Start of Available records

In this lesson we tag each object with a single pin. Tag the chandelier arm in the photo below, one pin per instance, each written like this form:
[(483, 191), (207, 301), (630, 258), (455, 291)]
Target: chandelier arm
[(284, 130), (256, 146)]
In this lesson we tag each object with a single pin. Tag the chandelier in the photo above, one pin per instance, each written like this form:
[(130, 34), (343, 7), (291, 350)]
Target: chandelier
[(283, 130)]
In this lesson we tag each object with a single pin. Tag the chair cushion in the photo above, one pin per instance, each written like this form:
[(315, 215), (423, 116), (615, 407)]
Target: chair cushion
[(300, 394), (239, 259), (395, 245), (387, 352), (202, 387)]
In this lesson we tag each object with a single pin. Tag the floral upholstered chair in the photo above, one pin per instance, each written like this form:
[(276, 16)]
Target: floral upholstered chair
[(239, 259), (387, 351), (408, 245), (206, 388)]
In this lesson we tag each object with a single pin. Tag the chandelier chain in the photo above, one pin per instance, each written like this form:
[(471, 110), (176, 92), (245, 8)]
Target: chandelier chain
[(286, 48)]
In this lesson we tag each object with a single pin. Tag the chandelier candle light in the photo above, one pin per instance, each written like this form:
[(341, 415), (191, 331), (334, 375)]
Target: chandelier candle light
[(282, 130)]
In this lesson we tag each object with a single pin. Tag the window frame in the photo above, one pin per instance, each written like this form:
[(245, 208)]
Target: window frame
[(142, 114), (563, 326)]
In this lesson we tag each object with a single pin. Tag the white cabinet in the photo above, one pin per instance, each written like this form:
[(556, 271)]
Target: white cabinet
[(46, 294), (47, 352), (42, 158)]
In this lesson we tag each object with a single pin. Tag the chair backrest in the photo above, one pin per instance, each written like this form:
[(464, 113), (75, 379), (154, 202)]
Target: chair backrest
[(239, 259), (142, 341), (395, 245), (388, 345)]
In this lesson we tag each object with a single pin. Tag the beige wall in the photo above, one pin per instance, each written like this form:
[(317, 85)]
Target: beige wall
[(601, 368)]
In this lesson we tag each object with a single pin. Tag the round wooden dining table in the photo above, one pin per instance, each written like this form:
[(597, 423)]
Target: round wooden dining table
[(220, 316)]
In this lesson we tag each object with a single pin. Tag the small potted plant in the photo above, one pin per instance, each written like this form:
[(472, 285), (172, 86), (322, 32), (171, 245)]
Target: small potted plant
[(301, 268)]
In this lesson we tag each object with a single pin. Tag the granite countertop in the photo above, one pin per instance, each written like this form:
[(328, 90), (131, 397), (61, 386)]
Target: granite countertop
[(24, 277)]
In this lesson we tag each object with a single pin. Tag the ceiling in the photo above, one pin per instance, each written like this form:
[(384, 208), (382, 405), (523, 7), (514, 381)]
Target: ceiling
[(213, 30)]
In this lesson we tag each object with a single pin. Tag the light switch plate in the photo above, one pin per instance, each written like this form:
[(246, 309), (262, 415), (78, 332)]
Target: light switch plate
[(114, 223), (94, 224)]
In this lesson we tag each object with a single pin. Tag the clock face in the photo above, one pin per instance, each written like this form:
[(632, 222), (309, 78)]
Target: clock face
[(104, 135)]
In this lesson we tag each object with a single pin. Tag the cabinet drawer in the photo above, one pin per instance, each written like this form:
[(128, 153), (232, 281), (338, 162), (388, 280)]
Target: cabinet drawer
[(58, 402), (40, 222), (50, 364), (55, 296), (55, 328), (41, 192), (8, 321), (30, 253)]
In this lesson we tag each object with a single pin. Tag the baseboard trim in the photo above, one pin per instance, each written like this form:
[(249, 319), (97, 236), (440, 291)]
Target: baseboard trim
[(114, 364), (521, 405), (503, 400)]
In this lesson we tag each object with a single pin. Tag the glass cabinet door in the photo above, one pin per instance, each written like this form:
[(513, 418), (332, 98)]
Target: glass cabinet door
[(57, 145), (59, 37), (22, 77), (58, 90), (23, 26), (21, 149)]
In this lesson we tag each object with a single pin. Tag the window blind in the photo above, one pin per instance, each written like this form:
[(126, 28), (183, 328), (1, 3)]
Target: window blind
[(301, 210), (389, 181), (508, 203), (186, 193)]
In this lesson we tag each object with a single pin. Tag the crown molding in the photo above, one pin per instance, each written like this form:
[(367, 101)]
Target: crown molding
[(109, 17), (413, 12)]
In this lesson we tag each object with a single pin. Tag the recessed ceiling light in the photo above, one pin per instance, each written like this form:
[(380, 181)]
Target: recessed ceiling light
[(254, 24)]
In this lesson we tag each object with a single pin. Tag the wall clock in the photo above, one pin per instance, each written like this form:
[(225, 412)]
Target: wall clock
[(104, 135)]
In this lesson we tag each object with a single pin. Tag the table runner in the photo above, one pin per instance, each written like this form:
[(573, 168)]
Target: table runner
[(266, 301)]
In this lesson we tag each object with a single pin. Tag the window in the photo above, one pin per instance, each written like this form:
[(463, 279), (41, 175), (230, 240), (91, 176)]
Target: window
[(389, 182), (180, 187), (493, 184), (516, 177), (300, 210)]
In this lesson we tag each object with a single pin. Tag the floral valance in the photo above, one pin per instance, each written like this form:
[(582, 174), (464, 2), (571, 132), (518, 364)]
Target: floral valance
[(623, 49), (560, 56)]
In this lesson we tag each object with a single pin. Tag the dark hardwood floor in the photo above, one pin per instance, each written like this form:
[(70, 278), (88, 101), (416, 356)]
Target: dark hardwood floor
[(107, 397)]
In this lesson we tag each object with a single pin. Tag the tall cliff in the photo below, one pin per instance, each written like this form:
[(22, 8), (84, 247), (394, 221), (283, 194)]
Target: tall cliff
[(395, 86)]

End of Available records

• **Exercise brief**: Convert every line of the records above into a Markdown table with the columns Row and Line. Skip blank lines, and number the remaining rows in order.

• **Result of this task**:
| Row | Line |
|---|---|
| 1 | In this lesson we tag each object with a single pin. Tag the chandelier arm in the photo below, one pin per instance, each written like this form: |
| 2 | [(483, 191), (207, 301), (630, 258), (455, 291)] |
| 3 | Target: chandelier arm |
| 4 | [(284, 130), (256, 146)] |
| 5 | In this lesson we tag each object with a single pin. Tag the chandelier in the photo above, one pin per instance, each written like this form: |
| 6 | [(130, 34), (343, 7), (291, 350)] |
| 7 | Target: chandelier |
| 8 | [(283, 130)] |
| 9 | In this lesson we tag each object with a single pin. Tag the chair cushion in the photo above, one pin per instance, each written like this form: |
| 10 | [(315, 215), (423, 116), (615, 407)] |
| 11 | Target: chair cushion |
| 12 | [(300, 394), (239, 259), (395, 245), (387, 352), (202, 387)] |
| 13 | In this lesson we tag each object with a single pin. Tag the floral upholstered chair in the photo above, one pin per instance, each written like this form: |
| 14 | [(276, 16)] |
| 15 | Target: floral upholstered chair |
| 16 | [(239, 259), (387, 351), (408, 245), (206, 388)] |
| 17 | In this lesson we tag each object with a single pin. Tag the chandelier chain in the photo above, one pin per instance, each written like this form: |
| 18 | [(471, 110), (176, 92), (245, 8)] |
| 19 | Target: chandelier chain |
| 20 | [(286, 48)] |
| 21 | In this lesson we tag each object with a single pin. Tag the chandelier candle light in the photo above, one pin per instance, each written like this form: |
| 22 | [(341, 415), (191, 331), (334, 375)] |
| 23 | Target: chandelier candle light |
| 24 | [(282, 130)] |
| 25 | In this lesson we tag each object with a single pin. Tag the window frame in the photo above, one pin per instance, each written like this form: |
| 26 | [(245, 208)] |
| 27 | Target: window frame |
| 28 | [(142, 114), (563, 326)] |
| 29 | In this lesson we tag each object with a single pin. Tag the white cabinet in the photo above, one pin per instance, each written like this form: |
| 30 | [(556, 271)] |
| 31 | Target: white cabinet |
| 32 | [(46, 294), (47, 352), (42, 158)] |
| 33 | In this lesson we tag each object with a single pin. Tag the chair backrest in the photo above, one pin per instance, each written like this form: |
| 34 | [(464, 113), (75, 379), (154, 202)] |
| 35 | Target: chair backrest |
| 36 | [(239, 259), (142, 341), (395, 245), (388, 345)] |
| 37 | In this lesson we tag each object with a single pin. Tag the beige wall in the photo above, one pin per instance, each written like this form: |
| 38 | [(317, 85)] |
| 39 | Target: beige wall |
| 40 | [(601, 368)] |
| 41 | In this lesson we tag each object with a single pin. Tag the round wooden dining table in the photo above, one pin per instance, each written like this form: |
| 42 | [(597, 423)] |
| 43 | Target: round wooden dining table |
| 44 | [(220, 316)] |
| 45 | In this lesson we tag each object with a single pin. Tag the small potted plant in the photo above, one pin per instance, each written like this form: |
| 46 | [(472, 285), (172, 86), (322, 32), (171, 245)] |
| 47 | Target: small potted plant |
| 48 | [(301, 268)] |
| 49 | In this lesson we tag each object with a single pin. Tag the granite countertop in the photo above, one pin per instance, each written like this form: |
| 50 | [(328, 90), (131, 397), (61, 386)] |
| 51 | Target: granite countertop |
| 52 | [(24, 277)] |
| 53 | In this lesson we tag each object with a single pin. Tag the ceiling in the photo above, one pin per instance, each written like this form: |
| 54 | [(384, 208), (382, 405), (523, 7), (514, 381)] |
| 55 | Target: ceiling |
| 56 | [(213, 30)] |
| 57 | In this lesson we tag each object with a single pin. Tag the light switch plate in the photo above, one pin per instance, each written like this form: |
| 58 | [(246, 309), (262, 415), (78, 332)] |
| 59 | Target: light switch plate |
| 60 | [(114, 223), (94, 224)] |
| 61 | In this lesson we tag each object with a single pin. Tag the clock face in the photo above, one pin per instance, each written like this form: |
| 62 | [(632, 222), (309, 78)] |
| 63 | Target: clock face |
| 64 | [(104, 135)] |
| 65 | In this lesson we tag each object with a single pin. Tag the cabinet drawer in the photo above, one pin per instance, each written like this form: |
| 66 | [(128, 153), (232, 281), (338, 162), (388, 280)] |
| 67 | Target: cabinet drawer |
| 68 | [(58, 402), (40, 222), (50, 364), (55, 296), (55, 328), (41, 192), (8, 321), (30, 253)] |
| 69 | In this lesson we tag each object with a single pin. Tag the baseboard trim in the photo above, one pin per instance, each written like this form: |
| 70 | [(249, 319), (97, 236), (440, 291)] |
| 71 | Target: baseboard trim |
| 72 | [(114, 364), (521, 405), (503, 400)] |
| 73 | In this lesson we tag each object with a single pin. Tag the glass cabinet door in the photo above, one pin per instance, each written like this form: |
| 74 | [(513, 418), (332, 98)] |
| 75 | Target: glass cabinet door |
| 76 | [(57, 145), (59, 37), (22, 77), (58, 90), (23, 26), (21, 149)] |
| 77 | In this lesson we tag each object with a single pin. Tag the window blind in the photo above, one pin per instance, each written like this form: |
| 78 | [(126, 28), (183, 328), (1, 3)] |
| 79 | Target: window blind |
| 80 | [(301, 210), (389, 181), (508, 203), (186, 193)] |
| 81 | In this lesson we tag each object with a single pin. Tag the crown molding in the photo above, one pin per instance, each written like this form: |
| 82 | [(367, 101)] |
| 83 | Target: crown molding |
| 84 | [(109, 17), (413, 12)] |
| 85 | In this lesson we tag each object with a single pin. Tag the recessed ceiling light in the photo above, one pin per instance, each written like this form: |
| 86 | [(380, 181)] |
| 87 | Target: recessed ceiling light |
| 88 | [(254, 24)] |
| 89 | In this lesson we tag each object with a single pin. Tag the wall clock in the photo above, one pin per instance, each written like this form: |
| 90 | [(225, 412)] |
| 91 | Target: wall clock |
| 92 | [(104, 135)] |
| 93 | In this lesson we tag each object with a single pin. Tag the table runner in the photo above, one pin per instance, each written like this form: |
| 94 | [(573, 168)] |
| 95 | Target: table runner |
| 96 | [(266, 301)] |
| 97 | In this lesson we tag each object with a single pin. Tag the window in the photo above, one pin per instance, each written like this form: |
| 98 | [(463, 279), (41, 175), (230, 240), (91, 176)] |
| 99 | Target: window |
| 100 | [(389, 182), (180, 187), (493, 184), (516, 177), (300, 210)] |
| 101 | In this lesson we tag each object with a single pin. Tag the floral valance in the photo above, one pin per instance, each written like this form: |
| 102 | [(582, 174), (464, 2), (571, 132), (518, 364)] |
| 103 | Target: floral valance |
| 104 | [(623, 49), (560, 56)] |
| 105 | In this lesson we tag each object with a single pin. Tag the dark hardwood floor in the photo above, one pin per instance, each written like this form: |
| 106 | [(70, 278), (88, 101), (416, 356)] |
| 107 | Target: dark hardwood floor |
| 108 | [(107, 397)] |
| 109 | In this lesson we tag each object with a single pin. Tag the tall cliff in the photo below, one pin per instance, each written like this form: |
| 110 | [(22, 8), (84, 247), (394, 221), (283, 194)] |
| 111 | Target: tall cliff |
| 112 | [(395, 86)] |